* **EXERCISE TASK**
Return only the lines starting at the line that contains "Question. For every instance of the yellow plastic" and ending with the final line of the listing; include both endpoints.

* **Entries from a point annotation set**
# # #
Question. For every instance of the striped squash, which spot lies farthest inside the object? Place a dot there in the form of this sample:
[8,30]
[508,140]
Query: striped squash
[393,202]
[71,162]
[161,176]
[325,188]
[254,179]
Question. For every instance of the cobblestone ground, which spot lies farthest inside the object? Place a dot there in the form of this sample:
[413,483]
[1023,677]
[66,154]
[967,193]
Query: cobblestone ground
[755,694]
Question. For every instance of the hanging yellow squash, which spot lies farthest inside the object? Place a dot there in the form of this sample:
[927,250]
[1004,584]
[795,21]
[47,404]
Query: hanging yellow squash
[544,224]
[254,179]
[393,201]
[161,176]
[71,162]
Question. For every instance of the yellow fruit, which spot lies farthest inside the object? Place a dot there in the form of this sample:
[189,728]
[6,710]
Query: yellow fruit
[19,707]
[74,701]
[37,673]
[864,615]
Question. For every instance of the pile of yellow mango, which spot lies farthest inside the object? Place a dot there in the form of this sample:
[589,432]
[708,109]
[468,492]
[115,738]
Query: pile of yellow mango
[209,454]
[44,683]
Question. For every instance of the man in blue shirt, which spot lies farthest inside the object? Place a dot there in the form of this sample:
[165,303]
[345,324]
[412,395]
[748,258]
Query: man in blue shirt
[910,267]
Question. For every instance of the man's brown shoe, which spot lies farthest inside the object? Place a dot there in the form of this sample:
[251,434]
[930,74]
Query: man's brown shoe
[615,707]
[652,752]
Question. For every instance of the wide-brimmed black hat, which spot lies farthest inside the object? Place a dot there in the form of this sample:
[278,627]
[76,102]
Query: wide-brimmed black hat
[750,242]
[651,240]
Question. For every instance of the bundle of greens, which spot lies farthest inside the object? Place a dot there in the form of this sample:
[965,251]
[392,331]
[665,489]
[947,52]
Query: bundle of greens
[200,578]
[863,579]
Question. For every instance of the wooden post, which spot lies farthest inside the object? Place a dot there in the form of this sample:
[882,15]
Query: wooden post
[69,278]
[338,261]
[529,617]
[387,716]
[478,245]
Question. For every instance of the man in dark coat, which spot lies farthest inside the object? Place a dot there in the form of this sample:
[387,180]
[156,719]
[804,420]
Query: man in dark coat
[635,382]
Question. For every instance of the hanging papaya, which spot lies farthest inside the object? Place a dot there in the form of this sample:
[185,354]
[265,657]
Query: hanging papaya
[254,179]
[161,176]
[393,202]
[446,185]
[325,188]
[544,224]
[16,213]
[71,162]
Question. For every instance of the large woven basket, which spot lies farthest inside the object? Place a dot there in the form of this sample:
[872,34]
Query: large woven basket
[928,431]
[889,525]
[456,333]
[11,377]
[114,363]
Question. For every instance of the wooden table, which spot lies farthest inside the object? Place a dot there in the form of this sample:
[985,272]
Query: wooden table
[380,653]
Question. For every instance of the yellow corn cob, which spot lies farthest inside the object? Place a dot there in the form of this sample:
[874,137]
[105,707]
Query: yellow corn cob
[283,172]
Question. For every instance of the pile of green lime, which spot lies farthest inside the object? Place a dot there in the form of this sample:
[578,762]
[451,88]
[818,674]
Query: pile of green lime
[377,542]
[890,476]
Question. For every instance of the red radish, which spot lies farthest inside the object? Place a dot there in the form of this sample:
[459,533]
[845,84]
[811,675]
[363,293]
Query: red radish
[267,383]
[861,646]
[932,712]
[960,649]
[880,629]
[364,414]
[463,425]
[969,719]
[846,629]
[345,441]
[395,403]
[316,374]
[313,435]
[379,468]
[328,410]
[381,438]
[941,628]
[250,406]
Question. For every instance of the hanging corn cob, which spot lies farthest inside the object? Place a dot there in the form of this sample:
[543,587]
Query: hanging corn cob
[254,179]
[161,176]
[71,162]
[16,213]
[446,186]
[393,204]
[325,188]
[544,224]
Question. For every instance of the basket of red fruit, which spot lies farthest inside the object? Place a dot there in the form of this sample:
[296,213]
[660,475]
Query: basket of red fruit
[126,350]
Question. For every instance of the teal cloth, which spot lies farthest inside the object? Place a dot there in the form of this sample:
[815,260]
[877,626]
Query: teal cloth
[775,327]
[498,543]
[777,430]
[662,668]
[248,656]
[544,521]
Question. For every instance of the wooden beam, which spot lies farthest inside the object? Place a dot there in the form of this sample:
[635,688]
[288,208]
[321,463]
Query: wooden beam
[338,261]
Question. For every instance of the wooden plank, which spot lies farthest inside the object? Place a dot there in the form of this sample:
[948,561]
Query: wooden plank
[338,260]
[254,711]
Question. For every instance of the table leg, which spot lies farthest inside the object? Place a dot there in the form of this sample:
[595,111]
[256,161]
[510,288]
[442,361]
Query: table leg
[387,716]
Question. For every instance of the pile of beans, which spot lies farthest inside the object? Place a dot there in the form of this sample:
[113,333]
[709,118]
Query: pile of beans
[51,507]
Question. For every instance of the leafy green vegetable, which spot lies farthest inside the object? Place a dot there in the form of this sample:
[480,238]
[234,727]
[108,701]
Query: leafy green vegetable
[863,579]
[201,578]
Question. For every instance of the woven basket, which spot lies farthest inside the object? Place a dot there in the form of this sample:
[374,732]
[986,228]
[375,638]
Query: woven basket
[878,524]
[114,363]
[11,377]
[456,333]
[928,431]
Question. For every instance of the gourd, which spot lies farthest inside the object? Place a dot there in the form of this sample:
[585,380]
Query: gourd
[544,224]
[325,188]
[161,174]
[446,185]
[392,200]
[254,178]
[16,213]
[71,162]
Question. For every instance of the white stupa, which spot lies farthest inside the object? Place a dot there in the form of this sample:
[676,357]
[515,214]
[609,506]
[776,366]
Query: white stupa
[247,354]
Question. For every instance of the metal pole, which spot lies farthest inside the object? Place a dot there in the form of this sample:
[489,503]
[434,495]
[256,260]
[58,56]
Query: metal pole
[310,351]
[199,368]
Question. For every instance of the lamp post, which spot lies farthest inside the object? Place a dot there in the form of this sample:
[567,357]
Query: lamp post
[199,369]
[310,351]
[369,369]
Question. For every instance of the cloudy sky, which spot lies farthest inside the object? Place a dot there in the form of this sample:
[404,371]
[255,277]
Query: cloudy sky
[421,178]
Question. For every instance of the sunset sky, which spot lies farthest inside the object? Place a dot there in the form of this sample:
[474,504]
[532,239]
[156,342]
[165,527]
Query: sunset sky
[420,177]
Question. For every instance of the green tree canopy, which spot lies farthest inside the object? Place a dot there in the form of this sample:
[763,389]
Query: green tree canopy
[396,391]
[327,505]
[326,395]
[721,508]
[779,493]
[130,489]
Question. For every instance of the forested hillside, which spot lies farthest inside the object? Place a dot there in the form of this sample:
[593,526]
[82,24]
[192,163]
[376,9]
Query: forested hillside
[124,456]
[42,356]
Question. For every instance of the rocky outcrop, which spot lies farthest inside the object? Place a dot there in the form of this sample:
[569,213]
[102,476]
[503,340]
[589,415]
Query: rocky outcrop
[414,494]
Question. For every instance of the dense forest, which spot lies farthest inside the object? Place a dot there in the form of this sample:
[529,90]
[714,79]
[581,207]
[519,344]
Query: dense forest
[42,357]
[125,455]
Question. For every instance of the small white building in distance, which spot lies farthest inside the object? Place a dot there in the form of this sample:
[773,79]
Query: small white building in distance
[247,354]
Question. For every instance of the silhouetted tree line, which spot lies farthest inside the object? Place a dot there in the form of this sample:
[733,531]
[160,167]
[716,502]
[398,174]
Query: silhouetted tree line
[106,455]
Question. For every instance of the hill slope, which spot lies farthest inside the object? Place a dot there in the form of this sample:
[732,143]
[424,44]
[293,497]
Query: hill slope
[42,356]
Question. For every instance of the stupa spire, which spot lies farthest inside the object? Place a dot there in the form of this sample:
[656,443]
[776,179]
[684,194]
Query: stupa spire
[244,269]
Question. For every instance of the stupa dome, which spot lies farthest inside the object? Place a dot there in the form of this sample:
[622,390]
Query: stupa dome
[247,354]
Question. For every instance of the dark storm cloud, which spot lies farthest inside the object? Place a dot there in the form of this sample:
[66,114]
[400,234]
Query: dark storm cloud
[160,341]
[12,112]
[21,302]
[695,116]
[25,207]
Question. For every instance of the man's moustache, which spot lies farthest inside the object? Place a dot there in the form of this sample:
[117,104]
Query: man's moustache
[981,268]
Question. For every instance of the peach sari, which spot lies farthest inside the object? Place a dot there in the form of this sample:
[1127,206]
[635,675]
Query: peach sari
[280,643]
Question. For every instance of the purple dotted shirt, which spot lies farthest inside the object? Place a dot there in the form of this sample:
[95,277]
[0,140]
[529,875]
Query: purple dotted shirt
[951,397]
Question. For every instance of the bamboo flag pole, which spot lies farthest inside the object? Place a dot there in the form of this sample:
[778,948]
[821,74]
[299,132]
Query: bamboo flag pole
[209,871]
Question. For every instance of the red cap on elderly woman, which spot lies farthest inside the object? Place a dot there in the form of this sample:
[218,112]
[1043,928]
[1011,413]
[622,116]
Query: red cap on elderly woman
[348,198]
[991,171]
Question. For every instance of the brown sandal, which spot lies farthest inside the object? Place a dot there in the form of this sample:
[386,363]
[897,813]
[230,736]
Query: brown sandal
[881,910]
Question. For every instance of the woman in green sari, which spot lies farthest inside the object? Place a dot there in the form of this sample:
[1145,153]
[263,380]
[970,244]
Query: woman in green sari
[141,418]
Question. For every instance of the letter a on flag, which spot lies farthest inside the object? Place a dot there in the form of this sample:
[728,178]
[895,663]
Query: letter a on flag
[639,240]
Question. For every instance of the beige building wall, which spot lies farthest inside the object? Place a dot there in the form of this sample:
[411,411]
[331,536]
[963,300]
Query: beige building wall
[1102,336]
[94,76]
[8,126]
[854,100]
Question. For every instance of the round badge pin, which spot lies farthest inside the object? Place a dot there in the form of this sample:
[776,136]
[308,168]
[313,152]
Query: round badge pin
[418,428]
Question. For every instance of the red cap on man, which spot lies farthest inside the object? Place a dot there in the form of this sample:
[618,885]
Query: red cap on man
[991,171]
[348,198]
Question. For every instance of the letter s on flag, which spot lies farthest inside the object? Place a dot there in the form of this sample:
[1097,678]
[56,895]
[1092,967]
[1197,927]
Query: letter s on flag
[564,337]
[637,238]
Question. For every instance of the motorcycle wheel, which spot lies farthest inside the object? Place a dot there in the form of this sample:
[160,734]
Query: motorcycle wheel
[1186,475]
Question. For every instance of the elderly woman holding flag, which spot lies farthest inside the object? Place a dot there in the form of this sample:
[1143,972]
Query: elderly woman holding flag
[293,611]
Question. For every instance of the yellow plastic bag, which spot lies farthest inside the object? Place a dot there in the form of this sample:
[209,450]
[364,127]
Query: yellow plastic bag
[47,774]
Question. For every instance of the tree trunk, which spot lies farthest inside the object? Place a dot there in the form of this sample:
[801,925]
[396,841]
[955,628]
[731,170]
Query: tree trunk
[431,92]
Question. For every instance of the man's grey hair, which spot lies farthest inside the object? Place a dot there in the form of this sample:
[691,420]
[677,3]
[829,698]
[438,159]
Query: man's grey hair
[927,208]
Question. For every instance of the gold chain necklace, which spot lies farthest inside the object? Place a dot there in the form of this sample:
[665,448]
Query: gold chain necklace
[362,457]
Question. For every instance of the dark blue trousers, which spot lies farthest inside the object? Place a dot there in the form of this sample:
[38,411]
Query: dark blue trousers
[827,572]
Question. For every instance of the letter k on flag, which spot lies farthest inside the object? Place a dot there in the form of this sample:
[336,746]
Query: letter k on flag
# # #
* **FINISHED TASK**
Question. For every instance of the yellow plastic bag, which spot lies farthest inside the object? Place a dot there in the form of this sample:
[209,450]
[364,127]
Query: yellow plastic bag
[47,774]
Question. For every instance of the tree trunk, which spot lies farthest inside the object? Place a dot there in the form of this sample:
[801,925]
[396,841]
[955,628]
[731,170]
Query: tree trunk
[431,92]
Question. For every instance of the man's grey hair, which spot lies farthest inside the object? Place a dot there in the form of this sample:
[691,420]
[677,3]
[829,698]
[438,159]
Query: man's grey hair
[927,208]
Question. For every instance of the gold chain necklace, which spot lies farthest inside the object? Place a dot there in the form of this sample:
[665,448]
Query: gold chain necklace
[362,457]
Question. For every instance of the dark blue trousers, which spot lies farthest inside the object? Place a dot there in the form of this sample:
[38,411]
Query: dark blue trousers
[827,572]
Question. For every instance of the letter k on flag, which spot lies farthest inside the object? Place a dot there in the form of this sample:
[336,746]
Query: letter k on flag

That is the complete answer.